▼▼▼

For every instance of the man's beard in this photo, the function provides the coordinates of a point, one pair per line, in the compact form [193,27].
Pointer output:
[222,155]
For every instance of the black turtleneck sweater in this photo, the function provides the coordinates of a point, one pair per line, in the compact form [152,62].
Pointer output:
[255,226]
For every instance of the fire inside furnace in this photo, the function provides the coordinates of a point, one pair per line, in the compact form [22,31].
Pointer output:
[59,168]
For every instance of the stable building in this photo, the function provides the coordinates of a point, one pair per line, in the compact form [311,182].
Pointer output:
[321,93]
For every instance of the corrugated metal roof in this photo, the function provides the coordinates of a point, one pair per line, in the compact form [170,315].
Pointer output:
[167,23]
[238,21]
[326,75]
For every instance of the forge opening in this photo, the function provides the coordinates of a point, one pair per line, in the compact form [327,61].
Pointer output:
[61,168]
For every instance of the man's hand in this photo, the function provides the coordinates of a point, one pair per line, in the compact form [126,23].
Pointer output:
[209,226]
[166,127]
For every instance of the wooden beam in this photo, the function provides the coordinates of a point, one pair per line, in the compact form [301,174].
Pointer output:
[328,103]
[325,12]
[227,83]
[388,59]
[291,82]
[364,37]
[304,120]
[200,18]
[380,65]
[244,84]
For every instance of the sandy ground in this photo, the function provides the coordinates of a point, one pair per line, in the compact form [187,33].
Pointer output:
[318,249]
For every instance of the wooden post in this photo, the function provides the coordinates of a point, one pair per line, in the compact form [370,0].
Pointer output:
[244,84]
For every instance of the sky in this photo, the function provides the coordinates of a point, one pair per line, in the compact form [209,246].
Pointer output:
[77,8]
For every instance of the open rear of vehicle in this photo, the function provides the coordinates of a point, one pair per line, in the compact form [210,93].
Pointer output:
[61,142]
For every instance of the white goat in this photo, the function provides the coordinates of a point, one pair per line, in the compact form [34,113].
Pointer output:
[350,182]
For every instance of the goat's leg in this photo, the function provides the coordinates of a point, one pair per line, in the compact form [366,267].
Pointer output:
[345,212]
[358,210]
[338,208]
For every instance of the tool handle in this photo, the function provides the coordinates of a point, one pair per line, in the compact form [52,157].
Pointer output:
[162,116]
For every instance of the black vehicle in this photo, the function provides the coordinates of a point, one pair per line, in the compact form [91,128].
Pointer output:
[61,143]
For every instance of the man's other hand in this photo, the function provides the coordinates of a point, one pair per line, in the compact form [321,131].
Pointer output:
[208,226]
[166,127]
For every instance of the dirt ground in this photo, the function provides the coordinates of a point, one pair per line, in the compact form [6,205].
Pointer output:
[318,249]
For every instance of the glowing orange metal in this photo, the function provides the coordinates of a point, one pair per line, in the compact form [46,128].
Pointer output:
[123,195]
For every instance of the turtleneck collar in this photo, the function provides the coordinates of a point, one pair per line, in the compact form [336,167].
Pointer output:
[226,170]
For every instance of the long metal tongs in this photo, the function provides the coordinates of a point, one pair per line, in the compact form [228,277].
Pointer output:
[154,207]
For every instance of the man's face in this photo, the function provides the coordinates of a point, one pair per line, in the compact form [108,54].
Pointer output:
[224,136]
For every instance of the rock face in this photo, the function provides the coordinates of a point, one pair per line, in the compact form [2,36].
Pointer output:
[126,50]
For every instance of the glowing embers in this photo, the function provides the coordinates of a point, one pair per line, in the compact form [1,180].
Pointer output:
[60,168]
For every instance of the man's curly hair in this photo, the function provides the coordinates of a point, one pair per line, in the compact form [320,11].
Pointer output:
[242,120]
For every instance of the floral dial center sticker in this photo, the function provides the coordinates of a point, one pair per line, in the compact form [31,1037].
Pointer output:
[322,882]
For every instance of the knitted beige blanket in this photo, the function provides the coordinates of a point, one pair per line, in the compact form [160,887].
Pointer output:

▲▲▲

Activity
The response should repeat the whole listing exactly.

Your response
For every instance of the man's beard in this photo, the function provides the coordinates of a point, one pair per line, in the compact form [193,27].
Pointer output:
[222,155]
For every instance of the black turtleneck sweater in this photo, the function provides the coordinates of a point, one pair per line, in the compact form [152,62].
Pointer output:
[255,226]
For every instance of the fire inside furnace in this photo, the function provides the coordinates of a point, one pair per line, in the compact form [22,31].
Pointer output:
[59,168]
For every instance of the stable building in this photo, the function provides the coordinates of a point, one pair per line, in the compact form [311,182].
Pointer output:
[321,93]
For every instance of the corrugated metal roof in this photo, the function provides the coordinates of a point, one pair per line, in the compact form [170,315].
Pointer output:
[167,23]
[238,21]
[326,75]
For every instance of the forge opening in this photo, the function provides the coordinates of a point, one pair per line, in the compact form [327,61].
Pointer output:
[61,168]
For every instance of the man's hand in this photo, the function provides the coordinates of a point, one pair per line, in the compact form [126,23].
Pointer output:
[209,226]
[166,127]
For every instance of the wooden beam in this photo, the function provides the coordinates of a point, one pair per line, in the compact form [301,174].
Pointer output:
[328,103]
[325,12]
[227,83]
[388,59]
[291,82]
[364,37]
[304,120]
[200,18]
[380,65]
[244,84]
For every instance of the sandy ground in this photo, the function provides the coordinates of a point, one pair per line, in the compact form [187,33].
Pointer output:
[318,249]
For every instance of the wooden post in this photo, the function provides the coordinates of a point, one pair per line, in the compact form [370,0].
Pointer output:
[244,84]
For every instance of the sky in this photo, the function provides the coordinates of a point, one pair per line, in the compact form [209,246].
Pointer output:
[77,8]
For every instance of the open rear of vehicle in this photo, the function provides the coordinates of a point, one pair per line, in the compact form [210,93].
Pointer output:
[61,142]
For every instance of the white goat in this photo, the function provides the coordinates of a point, one pair per line, in the compact form [34,113].
Pointer output:
[350,182]
For every instance of the goat's leg in this photo, the function provides the coordinates of a point, one pair per line, in the compact form [366,267].
Pointer output:
[345,212]
[358,210]
[338,208]
For every instance of the tool handle in this photo, the function provides the coordinates of a point, one pair per line, in the compact form [52,157].
Pointer output:
[162,116]
For every instance of the black vehicle in this photo, the function provides the coordinates of a point, one pair per line, in the compact form [91,128].
Pointer output:
[61,143]
For every instance of the man's other hand in this photo, the function provides the coordinates of a point, one pair per line, in the compact form [321,131].
Pointer output:
[208,226]
[166,127]
For every instance of the dirt ground in this photo, the function provides the coordinates of a point, one pair per line, in the compact form [6,205].
Pointer output:
[318,249]
For every instance of the glowing orange metal in this photo, the function provides the coordinates of a point, one pair per line, in the compact form [46,128].
Pointer output:
[123,195]
For every instance of the turtleneck collar in this photo, the function provides the coordinates of a point, one pair per line, in the compact form [336,167].
Pointer output:
[226,170]
For every instance of the long metal tongs in this photo, the function provides the coordinates of a point, one pair per line, in the compact form [228,277].
Pointer output:
[154,207]
For every instance of the man's face in this photo, the function provides the coordinates of a point, one pair per line, in the compact form [108,54].
Pointer output:
[224,136]
For every instance of the rock face in this photo, the function provides the coordinates of a point, one pair per line, in the compact form [2,36].
Pointer output:
[126,50]
For every instance of the glowing embers in this photo, the function provides the coordinates of a point, one pair per line, in the compact form [1,180].
Pointer output:
[60,168]
For every instance of the man's curly hair in this photo, the function provides the coordinates of a point, one pair per line, in the compact form [320,11].
Pointer output:
[242,120]
For every instance of the floral dial center sticker in this photo, the function provides the coordinates of a point, one pair per line, in the compact form [31,1037].
Pointer output:
[322,882]
For every instance of the knitted beige blanket in this photo, the function provides the coordinates of a point, one pair per line, in the compact form [160,887].
Pointer output:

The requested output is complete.